## Task objective
From the entries below, copy exactly the lines from the one that contains "like [(63, 375)]." through the one that contains "like [(566, 69)].", both included, and only those.

────

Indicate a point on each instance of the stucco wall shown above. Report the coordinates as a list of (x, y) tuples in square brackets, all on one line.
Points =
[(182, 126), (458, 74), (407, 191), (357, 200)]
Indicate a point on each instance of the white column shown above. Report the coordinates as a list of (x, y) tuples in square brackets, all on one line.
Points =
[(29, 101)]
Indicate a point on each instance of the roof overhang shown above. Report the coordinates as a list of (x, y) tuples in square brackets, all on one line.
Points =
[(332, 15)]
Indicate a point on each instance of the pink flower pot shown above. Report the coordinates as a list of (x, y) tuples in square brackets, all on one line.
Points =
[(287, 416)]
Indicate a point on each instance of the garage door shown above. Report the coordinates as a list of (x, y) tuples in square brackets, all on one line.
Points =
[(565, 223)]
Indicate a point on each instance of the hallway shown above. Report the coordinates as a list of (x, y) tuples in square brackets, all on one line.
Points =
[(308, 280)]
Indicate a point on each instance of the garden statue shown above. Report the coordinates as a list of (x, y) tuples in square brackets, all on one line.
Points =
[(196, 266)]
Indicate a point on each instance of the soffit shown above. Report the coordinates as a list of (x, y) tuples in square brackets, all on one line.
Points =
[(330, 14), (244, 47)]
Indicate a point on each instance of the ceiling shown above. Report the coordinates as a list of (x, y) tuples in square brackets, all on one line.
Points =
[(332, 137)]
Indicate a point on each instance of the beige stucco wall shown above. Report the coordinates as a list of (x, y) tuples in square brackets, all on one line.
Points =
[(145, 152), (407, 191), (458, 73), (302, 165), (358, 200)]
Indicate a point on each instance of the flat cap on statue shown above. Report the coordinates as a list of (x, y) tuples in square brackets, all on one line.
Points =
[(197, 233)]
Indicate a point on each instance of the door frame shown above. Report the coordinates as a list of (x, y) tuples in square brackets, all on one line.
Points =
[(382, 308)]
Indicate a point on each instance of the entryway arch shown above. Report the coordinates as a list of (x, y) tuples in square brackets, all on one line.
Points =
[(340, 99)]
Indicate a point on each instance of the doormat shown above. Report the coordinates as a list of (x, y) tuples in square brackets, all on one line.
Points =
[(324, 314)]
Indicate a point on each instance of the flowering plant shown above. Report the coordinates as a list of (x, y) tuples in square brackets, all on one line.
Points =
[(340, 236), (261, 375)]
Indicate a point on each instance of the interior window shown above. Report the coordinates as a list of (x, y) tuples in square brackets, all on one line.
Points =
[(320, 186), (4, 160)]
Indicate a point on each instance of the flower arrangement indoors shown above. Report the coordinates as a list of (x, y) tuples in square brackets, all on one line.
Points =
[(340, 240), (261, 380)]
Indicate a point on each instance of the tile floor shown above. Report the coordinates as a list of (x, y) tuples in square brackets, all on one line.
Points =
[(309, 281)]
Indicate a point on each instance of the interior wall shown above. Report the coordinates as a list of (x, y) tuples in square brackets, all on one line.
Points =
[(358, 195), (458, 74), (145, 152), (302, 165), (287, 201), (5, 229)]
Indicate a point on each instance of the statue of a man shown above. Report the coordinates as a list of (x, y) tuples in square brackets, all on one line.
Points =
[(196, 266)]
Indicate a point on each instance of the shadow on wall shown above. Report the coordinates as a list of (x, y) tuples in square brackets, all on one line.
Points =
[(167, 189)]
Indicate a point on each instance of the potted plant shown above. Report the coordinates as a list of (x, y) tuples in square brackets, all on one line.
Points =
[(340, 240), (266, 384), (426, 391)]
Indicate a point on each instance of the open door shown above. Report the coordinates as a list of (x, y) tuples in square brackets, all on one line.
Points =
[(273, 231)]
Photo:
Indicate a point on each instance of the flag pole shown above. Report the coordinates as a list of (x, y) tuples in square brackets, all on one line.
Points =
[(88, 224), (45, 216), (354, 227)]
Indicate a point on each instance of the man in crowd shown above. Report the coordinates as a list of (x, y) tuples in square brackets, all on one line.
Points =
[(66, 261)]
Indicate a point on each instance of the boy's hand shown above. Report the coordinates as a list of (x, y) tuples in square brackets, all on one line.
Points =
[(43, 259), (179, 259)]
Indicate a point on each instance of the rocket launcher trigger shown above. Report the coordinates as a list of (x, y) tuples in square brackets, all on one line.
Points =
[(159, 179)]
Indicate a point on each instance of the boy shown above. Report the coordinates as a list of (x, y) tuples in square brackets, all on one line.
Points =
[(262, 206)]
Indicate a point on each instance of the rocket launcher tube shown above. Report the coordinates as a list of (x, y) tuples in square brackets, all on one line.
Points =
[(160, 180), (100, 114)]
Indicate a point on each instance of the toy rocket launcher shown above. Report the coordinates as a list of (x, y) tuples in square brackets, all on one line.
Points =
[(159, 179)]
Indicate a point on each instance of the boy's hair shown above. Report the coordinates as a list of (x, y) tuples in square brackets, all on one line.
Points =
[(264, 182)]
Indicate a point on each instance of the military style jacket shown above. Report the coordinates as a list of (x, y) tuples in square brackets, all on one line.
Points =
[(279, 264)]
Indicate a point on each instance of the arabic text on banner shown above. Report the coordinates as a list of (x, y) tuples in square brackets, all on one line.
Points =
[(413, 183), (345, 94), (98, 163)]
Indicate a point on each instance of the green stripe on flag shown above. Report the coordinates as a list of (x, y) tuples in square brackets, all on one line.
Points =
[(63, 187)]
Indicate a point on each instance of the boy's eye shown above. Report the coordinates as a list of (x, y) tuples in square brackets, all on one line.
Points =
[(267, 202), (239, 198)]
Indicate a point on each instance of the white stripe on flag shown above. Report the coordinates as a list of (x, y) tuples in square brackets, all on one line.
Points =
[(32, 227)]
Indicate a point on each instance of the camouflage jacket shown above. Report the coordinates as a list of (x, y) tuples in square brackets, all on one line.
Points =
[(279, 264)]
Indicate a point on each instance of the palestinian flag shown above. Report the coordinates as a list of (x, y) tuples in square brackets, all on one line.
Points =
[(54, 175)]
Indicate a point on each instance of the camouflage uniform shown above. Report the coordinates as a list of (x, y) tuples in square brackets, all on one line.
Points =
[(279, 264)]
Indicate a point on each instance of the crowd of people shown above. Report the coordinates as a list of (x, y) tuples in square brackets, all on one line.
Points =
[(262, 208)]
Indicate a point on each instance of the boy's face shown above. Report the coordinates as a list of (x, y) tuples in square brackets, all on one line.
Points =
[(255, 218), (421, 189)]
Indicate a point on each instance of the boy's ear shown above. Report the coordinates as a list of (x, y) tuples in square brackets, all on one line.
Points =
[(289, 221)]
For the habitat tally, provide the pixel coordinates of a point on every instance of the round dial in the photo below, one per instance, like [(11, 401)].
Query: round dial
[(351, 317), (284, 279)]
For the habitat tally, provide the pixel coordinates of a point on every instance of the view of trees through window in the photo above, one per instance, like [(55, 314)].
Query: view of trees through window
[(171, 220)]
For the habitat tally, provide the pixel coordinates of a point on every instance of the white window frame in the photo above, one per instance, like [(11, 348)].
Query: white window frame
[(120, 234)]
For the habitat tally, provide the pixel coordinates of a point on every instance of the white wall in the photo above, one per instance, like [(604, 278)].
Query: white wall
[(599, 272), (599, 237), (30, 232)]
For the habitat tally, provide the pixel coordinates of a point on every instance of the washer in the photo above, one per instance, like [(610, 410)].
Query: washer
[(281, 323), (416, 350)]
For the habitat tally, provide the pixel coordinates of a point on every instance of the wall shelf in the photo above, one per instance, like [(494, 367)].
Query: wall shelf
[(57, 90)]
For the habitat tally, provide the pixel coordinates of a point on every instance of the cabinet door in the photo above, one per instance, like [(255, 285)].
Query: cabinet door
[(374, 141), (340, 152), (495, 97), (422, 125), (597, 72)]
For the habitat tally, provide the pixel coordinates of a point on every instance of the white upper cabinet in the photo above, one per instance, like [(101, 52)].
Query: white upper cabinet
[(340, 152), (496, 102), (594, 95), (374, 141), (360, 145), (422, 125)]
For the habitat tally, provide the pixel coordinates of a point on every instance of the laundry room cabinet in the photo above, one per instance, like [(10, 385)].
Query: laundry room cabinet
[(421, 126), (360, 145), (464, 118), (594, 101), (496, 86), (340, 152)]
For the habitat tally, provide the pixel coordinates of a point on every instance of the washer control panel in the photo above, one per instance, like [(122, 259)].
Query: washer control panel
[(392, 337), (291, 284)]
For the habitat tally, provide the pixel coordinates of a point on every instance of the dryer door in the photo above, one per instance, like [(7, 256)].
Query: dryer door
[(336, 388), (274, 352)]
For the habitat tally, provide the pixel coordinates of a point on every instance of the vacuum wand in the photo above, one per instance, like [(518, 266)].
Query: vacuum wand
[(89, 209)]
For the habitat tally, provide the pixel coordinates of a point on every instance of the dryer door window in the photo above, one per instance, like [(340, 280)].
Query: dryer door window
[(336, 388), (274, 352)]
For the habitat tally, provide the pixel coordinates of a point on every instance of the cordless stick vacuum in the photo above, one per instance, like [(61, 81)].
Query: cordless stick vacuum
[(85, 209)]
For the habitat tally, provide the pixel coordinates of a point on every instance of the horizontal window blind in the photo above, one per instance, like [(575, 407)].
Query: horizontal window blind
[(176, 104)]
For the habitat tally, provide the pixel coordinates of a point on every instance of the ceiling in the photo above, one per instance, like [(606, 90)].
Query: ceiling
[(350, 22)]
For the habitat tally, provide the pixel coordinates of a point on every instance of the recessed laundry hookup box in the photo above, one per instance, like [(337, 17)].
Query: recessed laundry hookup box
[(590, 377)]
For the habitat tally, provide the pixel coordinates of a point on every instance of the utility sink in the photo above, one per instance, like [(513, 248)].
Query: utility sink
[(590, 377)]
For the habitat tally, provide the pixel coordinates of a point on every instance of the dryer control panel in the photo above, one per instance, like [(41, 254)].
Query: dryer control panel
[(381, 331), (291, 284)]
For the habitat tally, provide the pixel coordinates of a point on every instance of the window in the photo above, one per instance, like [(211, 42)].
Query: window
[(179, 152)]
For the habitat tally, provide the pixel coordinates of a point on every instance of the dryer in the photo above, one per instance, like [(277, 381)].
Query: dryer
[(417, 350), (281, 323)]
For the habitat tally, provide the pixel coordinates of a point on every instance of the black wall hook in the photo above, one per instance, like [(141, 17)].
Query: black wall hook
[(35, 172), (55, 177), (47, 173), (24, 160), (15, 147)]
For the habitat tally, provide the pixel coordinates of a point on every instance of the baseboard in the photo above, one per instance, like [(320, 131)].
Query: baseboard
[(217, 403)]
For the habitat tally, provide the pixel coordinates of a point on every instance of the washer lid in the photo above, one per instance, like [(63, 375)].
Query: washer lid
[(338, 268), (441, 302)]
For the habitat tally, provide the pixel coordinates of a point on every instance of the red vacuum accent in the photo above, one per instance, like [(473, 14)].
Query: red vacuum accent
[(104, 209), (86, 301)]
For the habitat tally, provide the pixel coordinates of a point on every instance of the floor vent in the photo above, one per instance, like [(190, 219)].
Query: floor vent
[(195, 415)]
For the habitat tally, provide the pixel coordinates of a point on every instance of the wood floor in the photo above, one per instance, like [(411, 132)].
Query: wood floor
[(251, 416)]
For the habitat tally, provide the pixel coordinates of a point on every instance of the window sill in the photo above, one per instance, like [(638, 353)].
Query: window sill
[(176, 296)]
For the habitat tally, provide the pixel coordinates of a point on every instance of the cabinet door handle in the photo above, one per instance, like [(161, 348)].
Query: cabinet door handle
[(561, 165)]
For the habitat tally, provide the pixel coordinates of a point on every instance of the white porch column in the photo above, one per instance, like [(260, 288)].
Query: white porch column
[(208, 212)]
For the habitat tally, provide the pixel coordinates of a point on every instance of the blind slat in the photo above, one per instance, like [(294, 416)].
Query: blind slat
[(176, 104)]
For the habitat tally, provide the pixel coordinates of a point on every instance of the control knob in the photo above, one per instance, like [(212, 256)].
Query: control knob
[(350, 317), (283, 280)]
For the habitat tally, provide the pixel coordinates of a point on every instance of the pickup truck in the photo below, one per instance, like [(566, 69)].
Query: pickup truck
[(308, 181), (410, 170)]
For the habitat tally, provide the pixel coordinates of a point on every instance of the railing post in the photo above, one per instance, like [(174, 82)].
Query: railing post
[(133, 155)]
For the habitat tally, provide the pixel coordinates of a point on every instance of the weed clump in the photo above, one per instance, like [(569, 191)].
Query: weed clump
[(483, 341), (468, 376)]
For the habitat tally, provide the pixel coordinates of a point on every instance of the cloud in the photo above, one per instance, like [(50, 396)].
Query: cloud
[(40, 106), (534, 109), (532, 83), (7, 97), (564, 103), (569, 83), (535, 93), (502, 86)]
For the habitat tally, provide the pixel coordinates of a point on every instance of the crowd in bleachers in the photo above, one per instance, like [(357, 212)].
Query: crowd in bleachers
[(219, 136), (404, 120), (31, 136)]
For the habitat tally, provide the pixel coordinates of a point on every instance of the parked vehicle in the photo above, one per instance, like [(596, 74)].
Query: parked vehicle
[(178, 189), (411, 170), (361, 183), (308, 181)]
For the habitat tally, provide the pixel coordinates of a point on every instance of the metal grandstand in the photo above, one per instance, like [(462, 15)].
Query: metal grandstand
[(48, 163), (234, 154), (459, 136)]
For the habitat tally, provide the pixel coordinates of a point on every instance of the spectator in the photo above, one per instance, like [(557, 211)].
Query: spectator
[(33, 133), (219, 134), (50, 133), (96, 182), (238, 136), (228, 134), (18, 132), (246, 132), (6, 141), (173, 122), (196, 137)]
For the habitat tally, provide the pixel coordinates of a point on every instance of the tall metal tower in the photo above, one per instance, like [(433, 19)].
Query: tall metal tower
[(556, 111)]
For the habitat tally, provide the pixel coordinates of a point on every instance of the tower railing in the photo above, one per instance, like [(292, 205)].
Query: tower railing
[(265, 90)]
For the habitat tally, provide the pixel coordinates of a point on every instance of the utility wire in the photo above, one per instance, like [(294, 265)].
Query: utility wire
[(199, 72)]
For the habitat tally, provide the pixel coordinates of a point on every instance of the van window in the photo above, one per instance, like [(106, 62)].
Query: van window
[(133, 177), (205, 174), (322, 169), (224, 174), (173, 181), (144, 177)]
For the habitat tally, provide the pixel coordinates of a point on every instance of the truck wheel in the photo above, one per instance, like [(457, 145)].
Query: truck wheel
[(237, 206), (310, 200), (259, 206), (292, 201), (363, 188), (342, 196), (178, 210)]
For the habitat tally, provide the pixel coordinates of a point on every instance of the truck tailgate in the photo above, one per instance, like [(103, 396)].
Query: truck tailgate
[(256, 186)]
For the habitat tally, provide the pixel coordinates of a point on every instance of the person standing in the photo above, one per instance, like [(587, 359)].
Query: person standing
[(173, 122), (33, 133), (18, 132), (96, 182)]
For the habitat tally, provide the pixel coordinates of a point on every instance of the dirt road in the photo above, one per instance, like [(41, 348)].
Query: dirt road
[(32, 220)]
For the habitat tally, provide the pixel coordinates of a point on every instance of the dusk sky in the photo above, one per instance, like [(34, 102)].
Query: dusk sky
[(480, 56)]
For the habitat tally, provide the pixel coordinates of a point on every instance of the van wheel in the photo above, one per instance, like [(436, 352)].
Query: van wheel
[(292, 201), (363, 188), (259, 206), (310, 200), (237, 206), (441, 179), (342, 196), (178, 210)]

────

## Exercise result
For the habitat tally, provide the pixel coordinates of a point on every instance of the washer lid in the photo above, one per instance, like [(63, 375)].
Query: washer lid
[(338, 268), (441, 302)]
For the habitat tally, provide the pixel coordinates of a point on every instance of the red vacuum accent in the photo above, one per instance, like [(473, 14)].
Query: red vacuum accent
[(104, 209), (86, 301)]
For the habitat tally, provide the pixel coordinates of a point on every instance of the floor vent in the photo above, one per instance, like [(190, 219)].
Query: floor vent
[(195, 415)]
For the habitat tally, provide the pixel coordinates of a point on every instance of the wood floor in the photo above, one per instance, like [(411, 132)].
Query: wood floor
[(251, 416)]
For the habitat tally, provide the pixel coordinates of a point on every instance of the window sill in the photo above, one per instance, like [(638, 353)].
Query: window sill
[(176, 296)]
For the habitat tally, provide the pixel coordinates of a point on every instance of the cabinet door handle in the photo above, one per instance, like [(161, 348)].
Query: cabinet door handle
[(561, 165)]
For the habitat tally, provide the pixel coordinates of a point on every instance of the white porch column in the photo above, one per instance, like [(260, 288)].
Query: white porch column
[(208, 212)]
For the habitat tally, provide the pixel coordinates of a point on every instance of the blind slat in the photo above, one per instance, like [(294, 416)].
Query: blind slat
[(176, 104)]
For the habitat tally, provide the pixel coordinates of a point on every instance of the control knob in the photo above, one per instance, like [(212, 256)].
Query: control knob
[(350, 317), (283, 280)]
For the habitat tally, provide the pixel coordinates of a point on every instance of the pickup truck in the photo below, one per instance, like [(566, 69)].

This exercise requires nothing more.